>>>>>

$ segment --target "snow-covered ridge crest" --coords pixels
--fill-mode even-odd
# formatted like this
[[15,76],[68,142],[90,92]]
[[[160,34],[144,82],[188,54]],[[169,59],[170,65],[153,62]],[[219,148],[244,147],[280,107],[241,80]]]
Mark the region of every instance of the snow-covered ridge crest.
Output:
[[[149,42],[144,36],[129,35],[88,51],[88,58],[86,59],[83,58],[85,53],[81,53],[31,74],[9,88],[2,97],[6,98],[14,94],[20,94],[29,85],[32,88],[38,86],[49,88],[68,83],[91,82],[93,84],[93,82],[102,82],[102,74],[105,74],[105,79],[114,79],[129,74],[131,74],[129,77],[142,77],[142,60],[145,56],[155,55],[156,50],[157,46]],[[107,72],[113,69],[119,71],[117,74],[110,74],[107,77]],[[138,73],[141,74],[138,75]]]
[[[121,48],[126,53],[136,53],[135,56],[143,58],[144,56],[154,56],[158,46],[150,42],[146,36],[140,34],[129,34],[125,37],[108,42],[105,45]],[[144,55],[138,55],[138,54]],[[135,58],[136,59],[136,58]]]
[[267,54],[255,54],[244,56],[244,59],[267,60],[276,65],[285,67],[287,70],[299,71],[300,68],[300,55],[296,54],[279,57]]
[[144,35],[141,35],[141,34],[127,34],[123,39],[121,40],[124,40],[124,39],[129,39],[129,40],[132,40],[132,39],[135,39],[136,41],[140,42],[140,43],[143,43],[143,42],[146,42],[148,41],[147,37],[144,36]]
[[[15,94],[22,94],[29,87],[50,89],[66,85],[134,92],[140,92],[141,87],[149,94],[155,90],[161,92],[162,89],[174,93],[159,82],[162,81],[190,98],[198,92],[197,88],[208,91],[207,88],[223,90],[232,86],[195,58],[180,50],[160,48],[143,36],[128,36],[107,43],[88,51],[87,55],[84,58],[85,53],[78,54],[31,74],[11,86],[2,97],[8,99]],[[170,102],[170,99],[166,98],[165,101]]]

<<<<<

What you need to do:
From the first line of the listing above through the line that contains "Mark the region", set down each line without alteration, and nothing else.

Output below:
$ segment --target "snow-covered ridge crest" --coords pixels
--fill-mode even-odd
# formatted like this
[[15,76],[68,142],[90,92]]
[[[160,34],[144,82],[188,54]],[[169,59],[170,65],[153,62]],[[219,148],[244,147],[280,107],[241,80]]]
Mark the region of every instance of the snow-covered ridge crest.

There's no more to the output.